INSTRUCTIONS TO FOLLOW. Rewrite the lines below with every occurrence of "component" replaced by "module", changing nothing else, and omit the pictures from your version.

EXERCISE DATA.
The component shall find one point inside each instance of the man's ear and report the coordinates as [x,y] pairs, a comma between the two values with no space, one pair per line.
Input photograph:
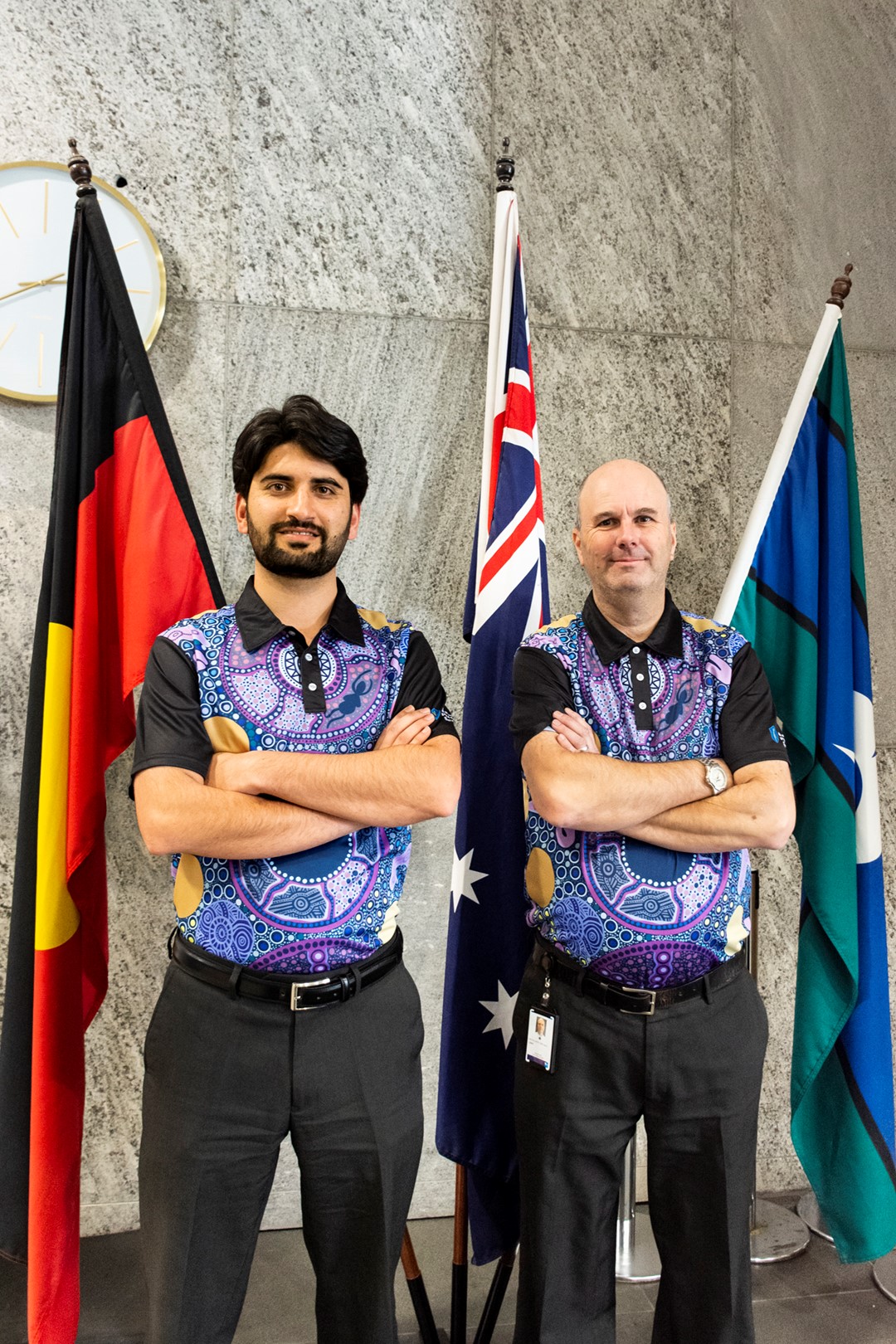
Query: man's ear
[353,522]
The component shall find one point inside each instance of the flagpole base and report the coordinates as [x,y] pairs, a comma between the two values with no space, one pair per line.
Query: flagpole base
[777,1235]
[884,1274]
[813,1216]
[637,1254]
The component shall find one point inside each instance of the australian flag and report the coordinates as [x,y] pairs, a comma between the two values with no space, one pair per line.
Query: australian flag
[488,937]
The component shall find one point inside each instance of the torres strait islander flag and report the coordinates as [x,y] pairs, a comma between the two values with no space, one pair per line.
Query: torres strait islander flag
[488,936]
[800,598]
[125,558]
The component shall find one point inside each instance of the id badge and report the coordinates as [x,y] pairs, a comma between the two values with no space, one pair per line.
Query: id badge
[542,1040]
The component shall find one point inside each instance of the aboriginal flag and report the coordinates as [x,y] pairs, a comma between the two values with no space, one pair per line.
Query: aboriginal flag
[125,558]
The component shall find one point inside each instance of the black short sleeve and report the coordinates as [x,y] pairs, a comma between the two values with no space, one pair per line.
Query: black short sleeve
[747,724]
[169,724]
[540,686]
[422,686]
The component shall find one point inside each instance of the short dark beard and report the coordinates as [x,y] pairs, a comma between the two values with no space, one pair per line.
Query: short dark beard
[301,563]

RESULT.
The module shall find one point inside each instance of the man's ear and report the coordinates as [x,y] pairs, a comma between the two values with no space, one pair per line.
Input photograph:
Query: man's ear
[353,522]
The module shall find one point inside each instance of the flagpole base and report the coordinates as [x,y] pairs, a comma between the two values with no space, one pair per line.
Query: flagpole base
[777,1235]
[884,1274]
[813,1216]
[637,1254]
The module shall find one point inside each instance of the australian flag and report the coordinates as [x,y] pairs, a comma between the two values with no space, one pair per line.
Query: australian flag
[488,937]
The module shall find one point inside each instance of the torres strait islander flag and report the coordinates as [x,y] pairs, a comma between the two values with no space, one pair per line.
Query: torres strait islander flag
[488,936]
[800,598]
[125,558]
The module shall find one point inside each instance of the id badge and report the coordinates as [x,y] pairs, a comma between the two values with no space, one pair per line.
Query: id badge
[542,1040]
The module shall find one point inside each instance of the aboriginal flag and report the coordinates as [x,y] pairs, a comma between the two values with no space, one pair per line.
Query: aboriginal flag
[125,558]
The module shall find one point inside each instance of the black short sleeve and report the coordinates as [x,y] pairs, a comma between the two values with no space, one pair per line.
Query: black short sleeve
[747,724]
[169,724]
[540,686]
[422,686]
The module shall find one point inside each instance of the short dark beard and report the coordinates as [x,y] pairs, a comma between the two values with no space, one pair per line.
Query: short dark beard
[301,563]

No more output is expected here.